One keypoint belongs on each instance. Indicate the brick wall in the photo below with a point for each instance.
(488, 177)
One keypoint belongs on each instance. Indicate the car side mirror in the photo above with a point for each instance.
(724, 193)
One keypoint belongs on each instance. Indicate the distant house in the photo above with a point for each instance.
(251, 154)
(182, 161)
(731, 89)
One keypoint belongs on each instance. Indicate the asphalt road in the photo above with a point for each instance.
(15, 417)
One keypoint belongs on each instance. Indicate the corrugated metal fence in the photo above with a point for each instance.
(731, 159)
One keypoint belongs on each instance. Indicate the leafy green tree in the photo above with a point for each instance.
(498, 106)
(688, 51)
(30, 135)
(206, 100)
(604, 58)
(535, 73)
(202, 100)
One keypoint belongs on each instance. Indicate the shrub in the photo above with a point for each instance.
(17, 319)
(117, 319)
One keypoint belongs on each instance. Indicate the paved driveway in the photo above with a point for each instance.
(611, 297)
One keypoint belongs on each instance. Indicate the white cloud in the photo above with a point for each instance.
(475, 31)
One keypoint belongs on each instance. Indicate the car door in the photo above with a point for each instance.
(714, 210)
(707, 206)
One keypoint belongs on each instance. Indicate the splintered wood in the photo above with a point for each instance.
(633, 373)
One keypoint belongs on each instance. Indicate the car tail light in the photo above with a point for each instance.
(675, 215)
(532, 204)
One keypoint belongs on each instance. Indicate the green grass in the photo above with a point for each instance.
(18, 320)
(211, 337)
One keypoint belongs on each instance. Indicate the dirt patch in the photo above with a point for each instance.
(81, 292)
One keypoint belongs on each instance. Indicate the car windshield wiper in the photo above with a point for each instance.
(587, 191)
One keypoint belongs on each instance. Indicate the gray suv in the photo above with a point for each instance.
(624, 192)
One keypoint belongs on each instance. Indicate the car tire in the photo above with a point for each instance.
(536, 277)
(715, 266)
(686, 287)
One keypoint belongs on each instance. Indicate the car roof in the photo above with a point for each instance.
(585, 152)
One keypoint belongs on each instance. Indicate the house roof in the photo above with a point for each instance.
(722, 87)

# The problem
Put the lines above into a JSON list of strings, with one string for each line and any blank lines omitted.

# Task output
[
  "One keypoint belongs on each instance. Indicate the brick wall in the photo below with a point for each instance.",
  "(488, 177)",
  "One keypoint belongs on each instance. Indicate the car side mirror in the photo above with a point for each instance.",
  "(724, 193)",
  "One keypoint belongs on each instance. Indicate the distant house in the photo above with a point for each instance.",
  "(251, 154)",
  "(182, 161)",
  "(731, 89)",
  "One keypoint belongs on each instance. Indicate the asphalt road in the photo above with a point for each instance.",
  "(15, 417)",
  "One keypoint belongs on each instance. Indicate the corrugated metal fence in the photo above with a point for each instance.",
  "(731, 159)",
  "One keypoint belongs on each instance. Indicate the leafy green tree in the photo above with a point for each instance.",
  "(498, 106)",
  "(688, 51)",
  "(30, 135)",
  "(206, 100)",
  "(604, 58)",
  "(535, 73)",
  "(202, 100)",
  "One keypoint belongs on each instance. Indicate the shrub in the photo above with a point for each instance.",
  "(17, 319)",
  "(117, 319)",
  "One keypoint belongs on each instance. Indicate the paved driveway in the photo above with a point for each instance.",
  "(611, 297)",
  "One keypoint belongs on each instance. Indicate the white cloud in the photo above with a point for each instance.",
  "(475, 31)",
  "One keypoint belongs on each instance. Indicate the car door in the photo above with a point for each instance.",
  "(714, 210)",
  "(707, 206)",
  "One keypoint belongs on each instance. Indicate the splintered wood in the photo above with a point for each instance.",
  "(633, 373)",
  "One keypoint belongs on each instance. Indicate the car tail light in the photo above with a point for each instance.",
  "(675, 215)",
  "(532, 204)",
  "One keypoint belongs on each instance. Indicate the green grass in the photo above with a point for each instance.",
  "(18, 320)",
  "(211, 337)",
  "One keypoint belongs on each instance. Indicate the dirt patch in the photo above with a point for each instance.",
  "(81, 292)",
  "One keypoint belongs on each instance. Indicate the car windshield wiper in the photo above with a point for each instance.",
  "(587, 191)",
  "One keypoint belongs on each instance. Indicate the gray suv in the photo above with a point for each instance.",
  "(624, 192)",
  "One keypoint belongs on each instance. Indicate the car tire in the photo above with a point for each instance.",
  "(536, 277)",
  "(715, 266)",
  "(686, 287)",
  "One keypoint belongs on each instance. Indicate the car roof in the photo above with a point for each instance.",
  "(585, 152)",
  "One keypoint belongs on each instance. Indicate the house roof in the photo above with a point for each instance.",
  "(722, 87)"
]